> _The task_: Please copy out the journal entry below in full, word for word.

Given text: Begin

Thursday, July 26, 2007

All week I've been feeling off, just not quite right. I can't describe fully how I have felt...constantly on the verge of tears and not knowing why...empty...feeling like I have forgotten something...sadness...numb. I haven't been able to shake these feelings nor could I figure out why I was feeling this way...until tonight.

I was talking to one of my closest friends and as we finished up our conversation she gently asked me how I was doing this week. Instantly I knew what was going on. I knew why I was feeling the way I was feeling.



Two years ago today I left my house to attend a birth.

Two years and one day ago I watched a woman become a mother. I watched a man become a father. I saw the new mom and dad touch their baby boy. I heard them telling him they loved him and thanking God and Jesus for him. I still hear them. I hear them saying his name over and over again. I hear the mom begging God to help her son to take a breath, then begging God to not take him. I hear the dad talking to his son, gently coaxing him to take a breath. I hear the mom asking God why.

Two years and one day ago today I watched a baby boy come into this world and never take a breath.

In the days and weeks that followed, I also watched a man become a husband and a woman become a wife. The love between these two people could be seen and felt by all. The only thing more overpowering than their love for each other is their love of and faith in God and Jesus. This couple has touched my life and countless others in a way I never thought possible.

Given text: End
Extracted data: Begin

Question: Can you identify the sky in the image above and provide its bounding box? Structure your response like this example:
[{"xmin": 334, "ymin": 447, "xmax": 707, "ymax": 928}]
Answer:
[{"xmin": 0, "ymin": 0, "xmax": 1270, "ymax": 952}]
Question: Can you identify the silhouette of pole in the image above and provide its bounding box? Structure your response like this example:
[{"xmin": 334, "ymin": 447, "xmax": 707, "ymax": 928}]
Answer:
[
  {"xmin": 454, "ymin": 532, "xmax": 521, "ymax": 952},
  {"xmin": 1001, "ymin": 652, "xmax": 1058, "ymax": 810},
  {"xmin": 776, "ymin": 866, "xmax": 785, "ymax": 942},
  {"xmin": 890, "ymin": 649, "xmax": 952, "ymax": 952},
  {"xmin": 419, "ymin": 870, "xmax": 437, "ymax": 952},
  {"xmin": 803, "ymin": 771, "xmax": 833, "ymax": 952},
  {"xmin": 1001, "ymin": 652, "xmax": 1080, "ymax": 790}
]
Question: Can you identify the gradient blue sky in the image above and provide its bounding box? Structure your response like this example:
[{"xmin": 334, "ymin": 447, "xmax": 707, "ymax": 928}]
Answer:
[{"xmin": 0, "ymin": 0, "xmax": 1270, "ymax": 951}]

Extracted data: End

> _Result_:
Thursday, July 26, 2007

All week I've been feeling off, just not quite right. I can't describe fully how I have felt...constantly on the verge of tears and not knowing why...empty...feeling like I have forgotten something...sadness...numb. I haven't been able to shake these feelings nor could I figure out why I was feeling this way...until tonight.

I was talking to one of my closest friends and as we finished up our conversation she gently asked me how I was doing this week. Instantly I knew what was going on. I knew why I was feeling the way I was feeling.



Two years ago today I left my house to attend a birth.

Two years and one day ago I watched a woman become a mother. I watched a man become a father. I saw the new mom and dad touch their baby boy. I heard them telling him they loved him and thanking God and Jesus for him. I still hear them. I hear them saying his name over and over again. I hear the mom begging God to help her son to take a breath, then begging God to not take him. I hear the dad talking to his son, gently coaxing him to take a breath. I hear the mom asking God why.

Two years and one day ago today I watched a baby boy come into this world and never take a breath.

In the days and weeks that followed, I also watched a man become a husband and a woman become a wife. The love between these two people could be seen and felt by all. The only thing more overpowering than their love for each other is their love of and faith in God and Jesus. This couple has touched my life and countless others in a way I never thought possible.